*TASK BRIEF:* Quote exactly and only this range of lines in the data below: the line that holds "For every <instance>" to the line that holds "negative clicks: (150, 133)", both included.

*GIVEN RECORDS:*
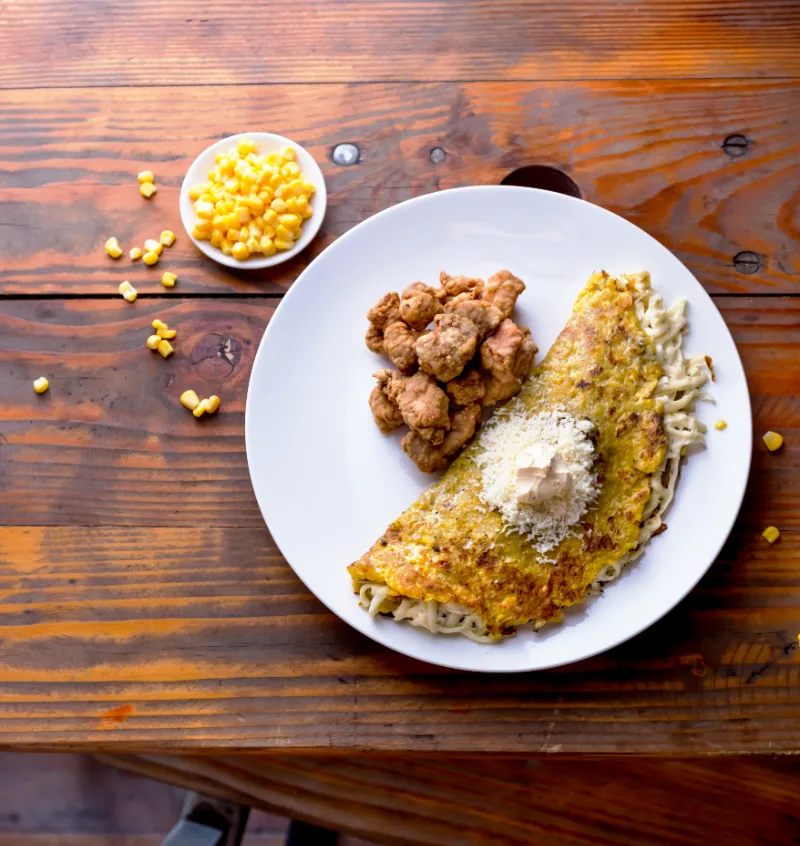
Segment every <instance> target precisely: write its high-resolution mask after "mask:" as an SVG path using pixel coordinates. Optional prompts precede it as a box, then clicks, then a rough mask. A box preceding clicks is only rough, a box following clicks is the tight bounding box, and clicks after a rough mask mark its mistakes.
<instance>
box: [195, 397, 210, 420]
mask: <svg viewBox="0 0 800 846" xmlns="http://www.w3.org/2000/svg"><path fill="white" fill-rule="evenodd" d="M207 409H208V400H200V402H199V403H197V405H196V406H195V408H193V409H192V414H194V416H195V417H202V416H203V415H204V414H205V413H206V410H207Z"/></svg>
* * *
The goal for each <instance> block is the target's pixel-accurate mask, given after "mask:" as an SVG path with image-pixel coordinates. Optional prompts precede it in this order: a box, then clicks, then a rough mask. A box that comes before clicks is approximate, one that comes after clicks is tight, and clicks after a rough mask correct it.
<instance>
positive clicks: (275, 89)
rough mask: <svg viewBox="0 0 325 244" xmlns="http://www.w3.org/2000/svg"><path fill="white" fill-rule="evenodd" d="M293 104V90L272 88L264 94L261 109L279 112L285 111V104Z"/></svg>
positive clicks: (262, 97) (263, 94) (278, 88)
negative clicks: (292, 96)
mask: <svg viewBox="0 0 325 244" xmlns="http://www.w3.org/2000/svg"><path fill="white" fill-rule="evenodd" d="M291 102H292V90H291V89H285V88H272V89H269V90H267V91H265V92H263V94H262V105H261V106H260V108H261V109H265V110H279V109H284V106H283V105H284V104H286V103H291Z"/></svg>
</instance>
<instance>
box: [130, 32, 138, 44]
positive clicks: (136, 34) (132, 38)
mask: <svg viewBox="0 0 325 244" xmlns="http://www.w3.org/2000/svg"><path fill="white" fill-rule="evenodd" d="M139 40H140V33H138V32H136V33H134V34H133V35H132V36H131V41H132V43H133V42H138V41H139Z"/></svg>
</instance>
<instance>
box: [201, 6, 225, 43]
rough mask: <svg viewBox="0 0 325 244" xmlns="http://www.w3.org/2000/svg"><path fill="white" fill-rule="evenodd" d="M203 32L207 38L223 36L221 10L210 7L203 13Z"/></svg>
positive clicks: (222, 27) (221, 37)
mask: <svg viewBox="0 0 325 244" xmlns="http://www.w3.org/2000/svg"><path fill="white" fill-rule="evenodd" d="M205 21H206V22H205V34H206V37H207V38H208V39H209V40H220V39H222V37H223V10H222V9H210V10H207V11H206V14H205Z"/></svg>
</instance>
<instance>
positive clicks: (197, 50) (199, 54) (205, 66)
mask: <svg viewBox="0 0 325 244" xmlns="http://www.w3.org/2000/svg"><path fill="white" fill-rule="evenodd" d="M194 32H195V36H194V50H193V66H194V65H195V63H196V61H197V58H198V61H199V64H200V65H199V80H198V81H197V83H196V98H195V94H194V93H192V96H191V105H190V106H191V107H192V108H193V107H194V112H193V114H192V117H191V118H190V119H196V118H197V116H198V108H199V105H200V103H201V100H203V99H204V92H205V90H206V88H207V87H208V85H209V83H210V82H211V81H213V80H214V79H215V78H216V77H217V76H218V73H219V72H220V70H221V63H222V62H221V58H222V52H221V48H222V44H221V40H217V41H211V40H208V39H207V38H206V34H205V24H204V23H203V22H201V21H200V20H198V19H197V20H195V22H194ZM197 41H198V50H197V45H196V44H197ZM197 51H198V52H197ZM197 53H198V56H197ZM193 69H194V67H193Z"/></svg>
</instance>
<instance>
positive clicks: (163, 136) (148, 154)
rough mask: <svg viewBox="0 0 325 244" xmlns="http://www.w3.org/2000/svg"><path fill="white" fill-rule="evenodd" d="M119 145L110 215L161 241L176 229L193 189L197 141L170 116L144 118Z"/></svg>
* * *
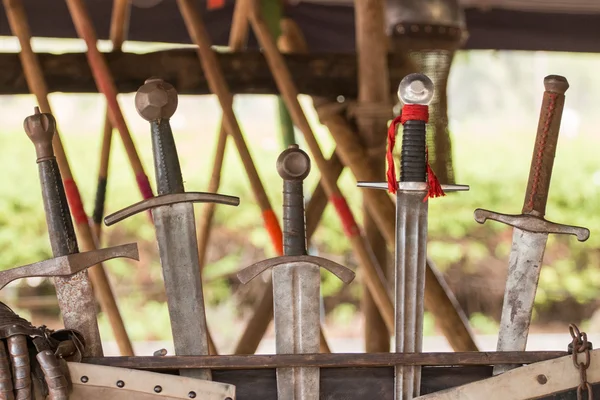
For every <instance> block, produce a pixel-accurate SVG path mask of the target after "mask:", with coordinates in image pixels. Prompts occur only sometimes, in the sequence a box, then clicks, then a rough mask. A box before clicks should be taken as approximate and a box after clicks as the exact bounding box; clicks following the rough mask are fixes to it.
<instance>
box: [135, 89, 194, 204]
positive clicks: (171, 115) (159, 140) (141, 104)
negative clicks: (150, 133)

*OUTPUT FOR THIS EXERCISE:*
For every <instance> block, produce a pixel-accurate SVG path mask of the target after "mask:", with coordinates in image pixels. Prompts occur only sometimes, in the sequence a box, then clicks, then a rough mask. A box before clicks should be taken as approximate and a box after clicks as the exact bounding box; clicks following the rough mask are fixes to it.
<instance>
box: [135, 89, 194, 204]
positive clicks: (171, 115) (159, 140) (141, 104)
negative clicks: (150, 133)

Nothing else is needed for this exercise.